**READING TEXT:**
────────────────────

Schroder ISF* Global Disruption

Harness the power of disruptive growth

Our approach

Disruption is ubiquitous. It transforms the way we live, displaces existing markets, and pioneers new creations we didn’t even know we needed.

Today, disruptive forces are manifesting themselves faster than ever due to technological advancements, creating a rich and fast-growing universe of transformational companies with growth potential that has yet to be recognised.

By spotting early the companies that drive, enable or adapt to change, you can capitalise on these opportunities to build a portfolio at the forefront of a fast-changing world.


Schroder ISF Global Disruption

A finely-tuned, global equity fund targeting long-term capital growth by investing in innovative companies that are changing the industries in which they operate or adapting to the change.

Disruption is everywhere and therefore so are the investment opportunities. We invest wherever we see the best opportunities, whether it’s defined by sector, country or market cap.

Meet the manager


Alex Tedder
Head of Global and Thematic Equities

“We feel very strongly that now is the time to be thinking differently about allocating assets perhaps away from traditional equity benchmarks towards uncorrelated long-term themes. Disruption is a fact of life in business and our daily lives – it drives innovation, which in turn creates more disruption. By focussing on disruptive growth, we think we can add a lot of value for investors over time.”

Alex Tedder

Head of Global and Thematic Equities

Risk considerations

*Schroder International Selection Fund is referred to as Schroder ISF.

  • Counterparty risk: The fund may have contractual agreements with counterparties. If a counterparty is unable to fulfil their obligations, the sum that they owe to the fund may be lost in part or in whole.
  • Currency risk: The hedging of the share class may not be fully effective and residual currency exposure may remain. The cost associated with hedging may impact performance and potential gains may be more limited than for unhedged share classes.
  • Derivatives risk – efficient portfolio management: Derivatives may be used to manage the portfolio efficiently. A derivative may not perform as expected, may create losses greater than the cost of the derivative and may result in losses to the fund.
  • IBOR risk: The transition of the financial markets away from the use of interbank offered rates (IBORs) to alternative reference rates may impact the valuation of certain holdings and disrupt liquidity in certain instruments. This may impact the investment performance of the fund.
  • Liquidity risk: In difficult market conditions, the fund may not be able to sell a security for full value or at all. This could affect performance and could cause the fund to defer or suspend redemptions of its shares.
  • Market risk: The value of investments can go up and down and an investor may not get back the amount initially invested.

────────────────────

**RECORDS PROVIDED:**
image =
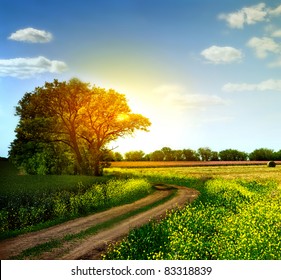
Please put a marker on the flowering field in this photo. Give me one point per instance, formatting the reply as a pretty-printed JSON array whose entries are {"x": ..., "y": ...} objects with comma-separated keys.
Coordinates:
[
  {"x": 147, "y": 164},
  {"x": 233, "y": 218},
  {"x": 27, "y": 201}
]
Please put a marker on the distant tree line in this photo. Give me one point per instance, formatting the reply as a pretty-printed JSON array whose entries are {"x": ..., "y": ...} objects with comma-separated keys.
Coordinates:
[{"x": 202, "y": 154}]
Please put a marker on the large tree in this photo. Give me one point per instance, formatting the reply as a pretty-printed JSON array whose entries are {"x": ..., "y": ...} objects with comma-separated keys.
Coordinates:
[{"x": 82, "y": 117}]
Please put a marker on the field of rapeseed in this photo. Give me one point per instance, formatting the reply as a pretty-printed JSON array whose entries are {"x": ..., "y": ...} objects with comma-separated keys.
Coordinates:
[
  {"x": 232, "y": 219},
  {"x": 29, "y": 201}
]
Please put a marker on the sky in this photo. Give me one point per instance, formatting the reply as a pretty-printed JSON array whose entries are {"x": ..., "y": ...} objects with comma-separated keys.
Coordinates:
[{"x": 206, "y": 73}]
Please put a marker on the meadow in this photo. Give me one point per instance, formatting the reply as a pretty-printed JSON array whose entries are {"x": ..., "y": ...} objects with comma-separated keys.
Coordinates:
[
  {"x": 32, "y": 202},
  {"x": 236, "y": 217}
]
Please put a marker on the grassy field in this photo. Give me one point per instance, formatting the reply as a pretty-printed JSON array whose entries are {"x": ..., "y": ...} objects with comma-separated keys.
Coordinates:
[
  {"x": 32, "y": 202},
  {"x": 237, "y": 216}
]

────────────────────

**REQUIREMENTS:**
[1] From the Global Disruption fund text, output word for word the part that opens with the words containing "Disruption is everywhere" and closes with "or market cap.".
[2] Finish out the next part of the Global Disruption fund text, picking up after its final sentence.

**ANSWERS TO THE EXERCISE:**
[1]
Disruption is everywhere and therefore so are the investment opportunities. We invest wherever we see the best opportunities, whether it’s defined by sector, country or market cap.

[2]
  • Operational risk: Operational processes, including those related to the safekeeping of assets, may fail. This may result in losses to the fund.
  • Performance risk: Investment objectives express an intended result but there is no guarantee that such a result will be achieved. Depending on market conditions and the macro economic environment, investment objectives may become more difficult to achieve.

Important information:

For professional investors and advisers only. The material is not suitable for retail clients. We define "Professional Investors" as those who have the appropriate expertise and knowledge e.g. asset managers, distributors and financial intermediaries

This information is a marketing communication. This information is not an offer, solicitation or recommendation to buy or sell any financial instrument or to adopt any investment strategy. Information herein is believed to be reliable but we do not warrant its completeness or accuracy. Schroders has expressed its own views and opinions in this document and these may change. The value of investments and the income from them may go down as well as up and investors may not get back the amounts originally invested. Exchange rate changes may cause the value of any overseas investments to rise or fall. Past Performance is not a guide to future performance and may not be repeated. This document does not constitute an offer to anyone, or a solicitation by anyone, to subscribe for shares of Schroder International Selection Fund (the “Company”). Nothing in this document should be construed as advice and is therefore not a recommendation to buy or sell shares.

Subscriptions for shares of the Company can only be made on the basis of its latest Key Investor Information Document and prospectus, together with the latest audited annual report (and subsequent unaudited semi-annual report, if published), copies of which can be obtained, free of charge, from Schroder Investment Management (Europe) S.A.

Issued in March 2023 by Schroders Investment Management Ltd registration number: 01893220 (Incorporated in England and Wales) is authorised and regulated in the UK by the Financial Conduct Authority and an authorised financial services provider in South Africa FSP No: 48998.

For professional advisers only. This site is not suitable for retail clients.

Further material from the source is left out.